### Work task:
Would you return the data below exactly as it stands, with every picture left out?

[Referring expression grounding data]

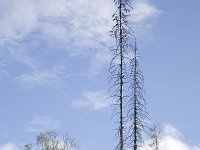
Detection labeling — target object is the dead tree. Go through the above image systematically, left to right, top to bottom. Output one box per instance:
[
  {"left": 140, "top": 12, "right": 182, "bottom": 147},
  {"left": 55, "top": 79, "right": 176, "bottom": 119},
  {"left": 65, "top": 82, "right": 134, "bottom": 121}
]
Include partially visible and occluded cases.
[
  {"left": 109, "top": 0, "right": 133, "bottom": 150},
  {"left": 109, "top": 0, "right": 149, "bottom": 150},
  {"left": 127, "top": 39, "right": 149, "bottom": 150},
  {"left": 149, "top": 125, "right": 161, "bottom": 150}
]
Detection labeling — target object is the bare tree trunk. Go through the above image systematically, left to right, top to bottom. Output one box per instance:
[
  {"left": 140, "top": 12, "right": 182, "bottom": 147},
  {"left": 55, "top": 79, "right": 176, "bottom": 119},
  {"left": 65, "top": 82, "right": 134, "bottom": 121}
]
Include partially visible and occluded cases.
[
  {"left": 110, "top": 0, "right": 133, "bottom": 150},
  {"left": 110, "top": 1, "right": 149, "bottom": 150},
  {"left": 119, "top": 1, "right": 124, "bottom": 149},
  {"left": 127, "top": 39, "right": 149, "bottom": 150}
]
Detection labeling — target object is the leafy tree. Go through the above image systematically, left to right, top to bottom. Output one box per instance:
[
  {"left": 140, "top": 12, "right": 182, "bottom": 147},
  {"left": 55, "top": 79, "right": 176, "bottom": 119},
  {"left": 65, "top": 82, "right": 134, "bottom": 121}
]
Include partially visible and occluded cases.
[{"left": 24, "top": 131, "right": 78, "bottom": 150}]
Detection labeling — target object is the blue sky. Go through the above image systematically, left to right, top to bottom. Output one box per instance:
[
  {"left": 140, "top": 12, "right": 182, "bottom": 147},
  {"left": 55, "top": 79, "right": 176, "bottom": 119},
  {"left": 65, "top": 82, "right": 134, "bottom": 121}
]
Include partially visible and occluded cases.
[{"left": 0, "top": 0, "right": 200, "bottom": 150}]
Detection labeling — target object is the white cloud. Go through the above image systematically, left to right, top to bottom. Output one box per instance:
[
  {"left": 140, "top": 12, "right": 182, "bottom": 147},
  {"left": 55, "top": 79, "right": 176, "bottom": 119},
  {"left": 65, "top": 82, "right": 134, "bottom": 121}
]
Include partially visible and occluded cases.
[
  {"left": 0, "top": 0, "right": 161, "bottom": 84},
  {"left": 0, "top": 0, "right": 161, "bottom": 51},
  {"left": 0, "top": 0, "right": 37, "bottom": 43},
  {"left": 0, "top": 0, "right": 114, "bottom": 51},
  {"left": 131, "top": 0, "right": 162, "bottom": 38},
  {"left": 132, "top": 0, "right": 161, "bottom": 23},
  {"left": 5, "top": 45, "right": 38, "bottom": 70},
  {"left": 88, "top": 50, "right": 112, "bottom": 76},
  {"left": 16, "top": 65, "right": 67, "bottom": 88},
  {"left": 16, "top": 71, "right": 61, "bottom": 87},
  {"left": 73, "top": 91, "right": 110, "bottom": 111},
  {"left": 26, "top": 116, "right": 61, "bottom": 133},
  {"left": 141, "top": 124, "right": 200, "bottom": 150},
  {"left": 160, "top": 124, "right": 200, "bottom": 150},
  {"left": 162, "top": 124, "right": 182, "bottom": 138},
  {"left": 161, "top": 136, "right": 189, "bottom": 150},
  {"left": 0, "top": 143, "right": 19, "bottom": 150}
]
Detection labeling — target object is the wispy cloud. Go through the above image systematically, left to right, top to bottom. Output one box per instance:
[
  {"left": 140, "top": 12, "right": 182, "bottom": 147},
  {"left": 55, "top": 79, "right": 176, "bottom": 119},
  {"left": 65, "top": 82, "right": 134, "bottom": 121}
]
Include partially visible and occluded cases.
[
  {"left": 0, "top": 0, "right": 161, "bottom": 85},
  {"left": 0, "top": 0, "right": 114, "bottom": 51},
  {"left": 0, "top": 0, "right": 37, "bottom": 44},
  {"left": 0, "top": 0, "right": 160, "bottom": 45},
  {"left": 132, "top": 0, "right": 162, "bottom": 37},
  {"left": 133, "top": 0, "right": 161, "bottom": 23},
  {"left": 88, "top": 50, "right": 112, "bottom": 76},
  {"left": 0, "top": 61, "right": 8, "bottom": 78},
  {"left": 15, "top": 64, "right": 70, "bottom": 88},
  {"left": 16, "top": 70, "right": 61, "bottom": 88},
  {"left": 72, "top": 91, "right": 110, "bottom": 111},
  {"left": 26, "top": 116, "right": 61, "bottom": 133},
  {"left": 0, "top": 143, "right": 19, "bottom": 150}
]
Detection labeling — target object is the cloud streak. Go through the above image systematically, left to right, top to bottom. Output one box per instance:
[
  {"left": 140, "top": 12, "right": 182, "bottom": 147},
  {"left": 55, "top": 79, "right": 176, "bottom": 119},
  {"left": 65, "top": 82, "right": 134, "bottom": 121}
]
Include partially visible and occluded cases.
[
  {"left": 0, "top": 0, "right": 161, "bottom": 86},
  {"left": 131, "top": 0, "right": 162, "bottom": 38},
  {"left": 132, "top": 0, "right": 161, "bottom": 23},
  {"left": 72, "top": 91, "right": 110, "bottom": 111},
  {"left": 26, "top": 116, "right": 61, "bottom": 133},
  {"left": 0, "top": 143, "right": 19, "bottom": 150}
]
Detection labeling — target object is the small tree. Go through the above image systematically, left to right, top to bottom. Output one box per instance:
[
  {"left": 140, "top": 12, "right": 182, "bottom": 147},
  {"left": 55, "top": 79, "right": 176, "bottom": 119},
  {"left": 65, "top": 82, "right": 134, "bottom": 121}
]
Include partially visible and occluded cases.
[
  {"left": 149, "top": 125, "right": 161, "bottom": 150},
  {"left": 25, "top": 131, "right": 78, "bottom": 150}
]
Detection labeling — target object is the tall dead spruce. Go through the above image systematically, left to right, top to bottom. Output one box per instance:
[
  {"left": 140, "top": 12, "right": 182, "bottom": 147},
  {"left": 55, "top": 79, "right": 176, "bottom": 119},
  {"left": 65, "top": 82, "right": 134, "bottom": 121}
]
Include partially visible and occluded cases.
[
  {"left": 110, "top": 0, "right": 149, "bottom": 150},
  {"left": 110, "top": 0, "right": 132, "bottom": 149},
  {"left": 127, "top": 40, "right": 149, "bottom": 150}
]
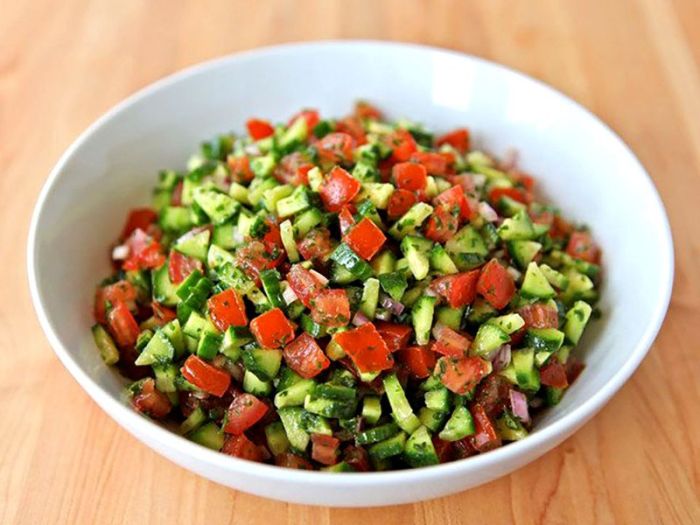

### Exercise output:
Detection labeling — target object is the dead tree. Go through the above image systematically, left to right, top to bottom. Output one box per instance:
[
  {"left": 140, "top": 12, "right": 182, "bottom": 147},
  {"left": 55, "top": 79, "right": 176, "bottom": 119},
  {"left": 65, "top": 82, "right": 134, "bottom": 121}
]
Include partially visible and occluded cases.
[
  {"left": 109, "top": 0, "right": 133, "bottom": 150},
  {"left": 109, "top": 0, "right": 149, "bottom": 150},
  {"left": 127, "top": 39, "right": 149, "bottom": 150},
  {"left": 149, "top": 125, "right": 161, "bottom": 150}
]
Detection labeling — target object is the bare tree trunk. Go through the above image systematically, left to right, top to bottom. Output one box per instance:
[
  {"left": 140, "top": 12, "right": 182, "bottom": 147},
  {"left": 55, "top": 79, "right": 176, "bottom": 119},
  {"left": 65, "top": 82, "right": 134, "bottom": 121}
]
Include partially visible and occluded cases.
[
  {"left": 110, "top": 0, "right": 133, "bottom": 150},
  {"left": 110, "top": 1, "right": 149, "bottom": 150},
  {"left": 119, "top": 1, "right": 124, "bottom": 149},
  {"left": 127, "top": 39, "right": 149, "bottom": 150}
]
Detection labeling — target object is the leafy tree. Go through the above image systematically, left to right, top to bottom. Output one box per instance:
[
  {"left": 140, "top": 12, "right": 182, "bottom": 147},
  {"left": 55, "top": 79, "right": 176, "bottom": 119},
  {"left": 65, "top": 82, "right": 134, "bottom": 121}
]
Include partially visible and occluded cases.
[{"left": 24, "top": 131, "right": 78, "bottom": 150}]
Detection labeling — target object is the blue sky. Go through the above image systematically, left to right, top to bottom. Output one box per instance:
[
  {"left": 140, "top": 12, "right": 182, "bottom": 147},
  {"left": 55, "top": 79, "right": 176, "bottom": 119},
  {"left": 65, "top": 82, "right": 134, "bottom": 121}
]
Include partially visible and occluded cases.
[{"left": 0, "top": 0, "right": 200, "bottom": 150}]
Detection labeling — target object is the white cloud. Go through the above image systematically, left to right, top to bottom. Output one box per instance:
[
  {"left": 140, "top": 12, "right": 182, "bottom": 147},
  {"left": 55, "top": 79, "right": 176, "bottom": 119},
  {"left": 65, "top": 82, "right": 134, "bottom": 121}
]
Include partially visible and occluded cases.
[
  {"left": 0, "top": 0, "right": 161, "bottom": 84},
  {"left": 0, "top": 0, "right": 161, "bottom": 51},
  {"left": 0, "top": 0, "right": 37, "bottom": 43},
  {"left": 0, "top": 0, "right": 114, "bottom": 51},
  {"left": 131, "top": 0, "right": 162, "bottom": 38},
  {"left": 132, "top": 0, "right": 161, "bottom": 23},
  {"left": 5, "top": 45, "right": 38, "bottom": 70},
  {"left": 88, "top": 50, "right": 112, "bottom": 76},
  {"left": 16, "top": 65, "right": 67, "bottom": 88},
  {"left": 16, "top": 71, "right": 61, "bottom": 87},
  {"left": 73, "top": 91, "right": 110, "bottom": 111},
  {"left": 26, "top": 116, "right": 61, "bottom": 133},
  {"left": 141, "top": 124, "right": 200, "bottom": 150},
  {"left": 160, "top": 124, "right": 200, "bottom": 150},
  {"left": 162, "top": 124, "right": 182, "bottom": 138},
  {"left": 161, "top": 136, "right": 189, "bottom": 150},
  {"left": 0, "top": 143, "right": 19, "bottom": 150}
]
Detection labeling — target object is the wispy cloud. Go through the above image systematically, left to right, top to bottom. Output one box per instance:
[
  {"left": 140, "top": 12, "right": 182, "bottom": 147},
  {"left": 55, "top": 79, "right": 176, "bottom": 119},
  {"left": 65, "top": 82, "right": 134, "bottom": 121}
]
Include partially visible and occluded cases.
[
  {"left": 0, "top": 0, "right": 161, "bottom": 85},
  {"left": 0, "top": 0, "right": 114, "bottom": 51},
  {"left": 0, "top": 0, "right": 37, "bottom": 44},
  {"left": 0, "top": 0, "right": 160, "bottom": 45},
  {"left": 132, "top": 0, "right": 162, "bottom": 37},
  {"left": 133, "top": 0, "right": 161, "bottom": 23},
  {"left": 88, "top": 50, "right": 112, "bottom": 76},
  {"left": 0, "top": 61, "right": 8, "bottom": 78},
  {"left": 15, "top": 64, "right": 70, "bottom": 88},
  {"left": 16, "top": 70, "right": 61, "bottom": 88},
  {"left": 72, "top": 91, "right": 110, "bottom": 111},
  {"left": 26, "top": 116, "right": 61, "bottom": 133},
  {"left": 0, "top": 143, "right": 19, "bottom": 150}
]
Detection labeling — target object is the cloud streak. Go through the above image systematically, left to right, top to bottom. Output one box per instance:
[
  {"left": 140, "top": 12, "right": 182, "bottom": 147},
  {"left": 55, "top": 79, "right": 176, "bottom": 119},
  {"left": 65, "top": 82, "right": 134, "bottom": 121}
]
Include partially visible and occluded cases.
[
  {"left": 0, "top": 0, "right": 161, "bottom": 86},
  {"left": 131, "top": 0, "right": 162, "bottom": 38},
  {"left": 132, "top": 0, "right": 161, "bottom": 23},
  {"left": 72, "top": 91, "right": 110, "bottom": 111},
  {"left": 26, "top": 116, "right": 61, "bottom": 133},
  {"left": 0, "top": 143, "right": 19, "bottom": 150}
]
Detection labeling — target object is the small tree. Go through the above image systematically, left to right, top to bottom. Output one box per instance:
[
  {"left": 140, "top": 12, "right": 182, "bottom": 147},
  {"left": 55, "top": 79, "right": 176, "bottom": 119},
  {"left": 65, "top": 82, "right": 134, "bottom": 121}
]
Include partially visible and occluded cases.
[
  {"left": 149, "top": 125, "right": 161, "bottom": 150},
  {"left": 25, "top": 131, "right": 78, "bottom": 150}
]
Detection labeling — target object is the tall dead spruce. Go through the above image systematically, left to right, top to bottom. Output one box per instance:
[
  {"left": 140, "top": 12, "right": 182, "bottom": 147},
  {"left": 55, "top": 79, "right": 176, "bottom": 119},
  {"left": 65, "top": 82, "right": 134, "bottom": 121}
]
Include partially visible and occluded cases.
[
  {"left": 110, "top": 0, "right": 149, "bottom": 150},
  {"left": 110, "top": 0, "right": 132, "bottom": 149},
  {"left": 127, "top": 40, "right": 149, "bottom": 150}
]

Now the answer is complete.